**EXCERPT:**
--------------------------------

16As a postface to Poe, let us return briefly to the eulogy of games and game-playing at the very beginning of the Rue Morgue. Although Poe’s narrator thinks that there is some value in the concentrated tunnel vision required for success at chess or draughts, he puts greater store in card games like whist, where attentiveness to the body language of the other players will significantly enhance performance. The successful player of whist will rely not only on his or her mastery of the rules, rules which assure the internal cohesion of the game, but also calculate how his or her partner and their opponents will react, and in this he/she takes note of the external contingencies. Again, the emphasis is on the totality of the other’s perspective, as Poe’s narrator puts it, “a comprehension of all the sources whence legitimate advantage may be derived” (Poe [1841] 1910: 106).

17Vincent Jouve (1992) argues that characters are the primary organising principles of literary narrative. If a reader can be said to identify or empathise with a literary character, then he or she at the very least connives with what we might call a whole-world view of the text. Crime fiction involves a journey of the mind which is both cerebral and potentially empathetic, but like any other kind of novel it presents an imagined world which, when reading, we are apprehending. The antennae of the crime reader may be twitching with anticipation before the first page is turned, the investigative experience may be more concentrated, but the presence of the reader in an imagined world is like that of any traveller. We start a novel, then we accept or reject it. We turn back or push on and acclimatise. This “whole-world” view of the literary text begs some interesting questions in relation to the practices of textual analysis on the one hand and translating text on the other. With textual analysis, in seminars or at conferences, or when we apply various theoretical models, we tend to fragment literature, chop up text, and although this allows us to disaggregate parts, we also lose the sense of the novel or poem as a holistic entity. The supposition advanced here is that translators, who work line by line, cannot afford to lose that sense of wholeness about a work.

--------------------------------

**DATASET ENTRIES:**
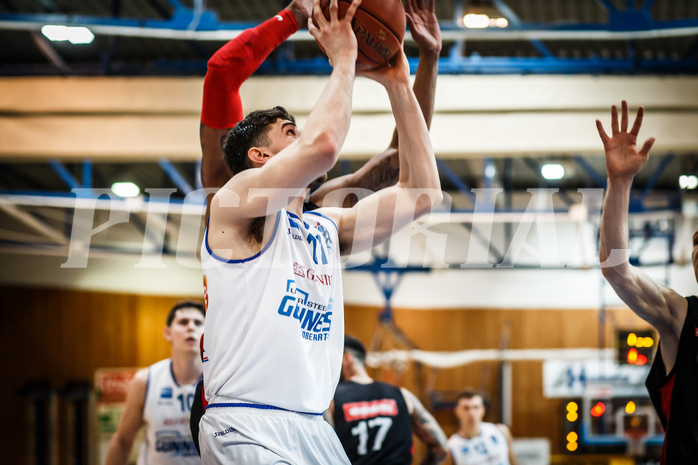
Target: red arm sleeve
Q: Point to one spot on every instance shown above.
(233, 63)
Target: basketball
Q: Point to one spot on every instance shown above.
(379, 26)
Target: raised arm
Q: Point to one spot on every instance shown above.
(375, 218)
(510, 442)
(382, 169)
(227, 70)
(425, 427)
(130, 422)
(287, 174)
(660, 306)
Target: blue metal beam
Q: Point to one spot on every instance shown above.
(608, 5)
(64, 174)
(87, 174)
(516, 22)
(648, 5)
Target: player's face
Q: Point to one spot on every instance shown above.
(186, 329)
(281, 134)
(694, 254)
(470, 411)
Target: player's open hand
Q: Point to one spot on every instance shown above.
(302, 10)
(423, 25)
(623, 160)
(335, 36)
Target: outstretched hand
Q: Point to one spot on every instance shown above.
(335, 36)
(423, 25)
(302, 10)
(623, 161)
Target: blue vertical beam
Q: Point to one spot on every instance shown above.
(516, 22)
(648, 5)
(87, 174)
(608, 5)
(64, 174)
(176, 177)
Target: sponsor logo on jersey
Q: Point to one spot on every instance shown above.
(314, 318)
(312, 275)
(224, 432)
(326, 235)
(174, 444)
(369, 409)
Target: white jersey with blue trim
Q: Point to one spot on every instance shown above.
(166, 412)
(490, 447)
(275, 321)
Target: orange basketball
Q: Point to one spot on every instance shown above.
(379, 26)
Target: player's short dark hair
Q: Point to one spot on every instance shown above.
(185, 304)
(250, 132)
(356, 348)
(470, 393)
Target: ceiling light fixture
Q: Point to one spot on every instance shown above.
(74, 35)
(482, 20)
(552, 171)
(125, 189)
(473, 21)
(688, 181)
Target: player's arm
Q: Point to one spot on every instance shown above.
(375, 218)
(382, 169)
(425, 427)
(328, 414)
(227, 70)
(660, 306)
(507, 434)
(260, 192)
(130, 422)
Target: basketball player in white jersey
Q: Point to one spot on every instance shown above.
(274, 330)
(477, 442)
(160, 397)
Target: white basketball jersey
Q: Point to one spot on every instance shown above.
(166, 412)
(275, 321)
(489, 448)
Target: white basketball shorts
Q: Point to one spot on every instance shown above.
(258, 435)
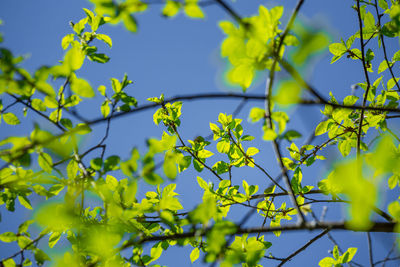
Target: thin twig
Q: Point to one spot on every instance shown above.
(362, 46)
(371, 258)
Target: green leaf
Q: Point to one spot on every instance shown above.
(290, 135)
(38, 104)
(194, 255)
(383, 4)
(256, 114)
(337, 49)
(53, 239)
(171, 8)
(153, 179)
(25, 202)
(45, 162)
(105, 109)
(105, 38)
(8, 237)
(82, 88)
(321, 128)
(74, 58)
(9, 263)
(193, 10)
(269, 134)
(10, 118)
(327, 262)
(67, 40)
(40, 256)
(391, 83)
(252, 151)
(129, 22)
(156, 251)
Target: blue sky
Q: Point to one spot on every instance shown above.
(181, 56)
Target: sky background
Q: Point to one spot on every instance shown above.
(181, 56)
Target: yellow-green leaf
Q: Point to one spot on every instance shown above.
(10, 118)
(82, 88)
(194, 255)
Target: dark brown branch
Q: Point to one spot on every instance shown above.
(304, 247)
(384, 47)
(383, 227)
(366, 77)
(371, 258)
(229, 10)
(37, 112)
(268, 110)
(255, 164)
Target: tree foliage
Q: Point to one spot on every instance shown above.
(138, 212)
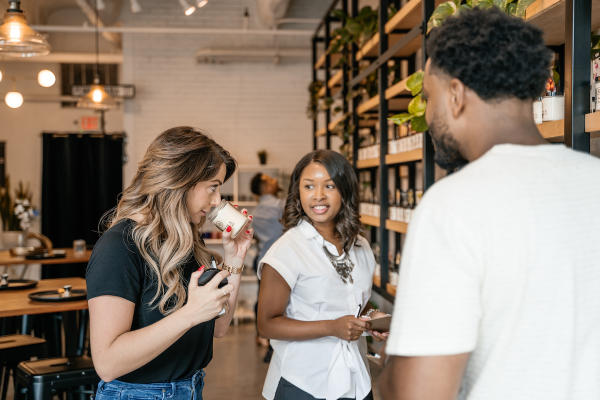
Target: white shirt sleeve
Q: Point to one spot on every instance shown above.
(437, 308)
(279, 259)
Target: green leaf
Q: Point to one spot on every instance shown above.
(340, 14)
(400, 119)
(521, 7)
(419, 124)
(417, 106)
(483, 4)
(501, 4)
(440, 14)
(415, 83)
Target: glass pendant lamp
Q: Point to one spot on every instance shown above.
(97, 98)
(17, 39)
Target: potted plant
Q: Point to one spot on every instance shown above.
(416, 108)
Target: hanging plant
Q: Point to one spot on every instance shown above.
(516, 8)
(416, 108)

--------------------------------

**TASKS TO COMPLETE:**
a. In the crime fiction excerpt above, condense the paragraph beginning "Vincent Jouve (1992) argues" into a brief list that keeps its main facts.
b. In the crime fiction excerpt above, which card game does Poe's narrator value more highly than chess or draughts?

**COMPLETED EXERCISE:**
a.
- Vincent Jouve (1992) argues that characters are the primary organizing principles of literary narrative.
- A reader who identifies or empathizes with a character at least connives with a "whole-world" view of the text.
- Crime fiction is a cerebral and potentially empathetic journey of the mind. Like any novel, it presents an imagined world that the reader apprehends.
- The crime reader's investigative experience may be more concentrated, but the reader's presence in the imagined world is like that of any traveler. Readers accept or reject a novel, then turn back or push on and acclimatize.
- Textual analysis in seminars, at conferences or through theoretical models tends to fragment literature. This allows parts to be disaggregated but loses the sense of the work as a holistic entity.
- The paragraph supposes that translators, who work line by line, cannot afford to lose that sense of wholeness.

b. Whist.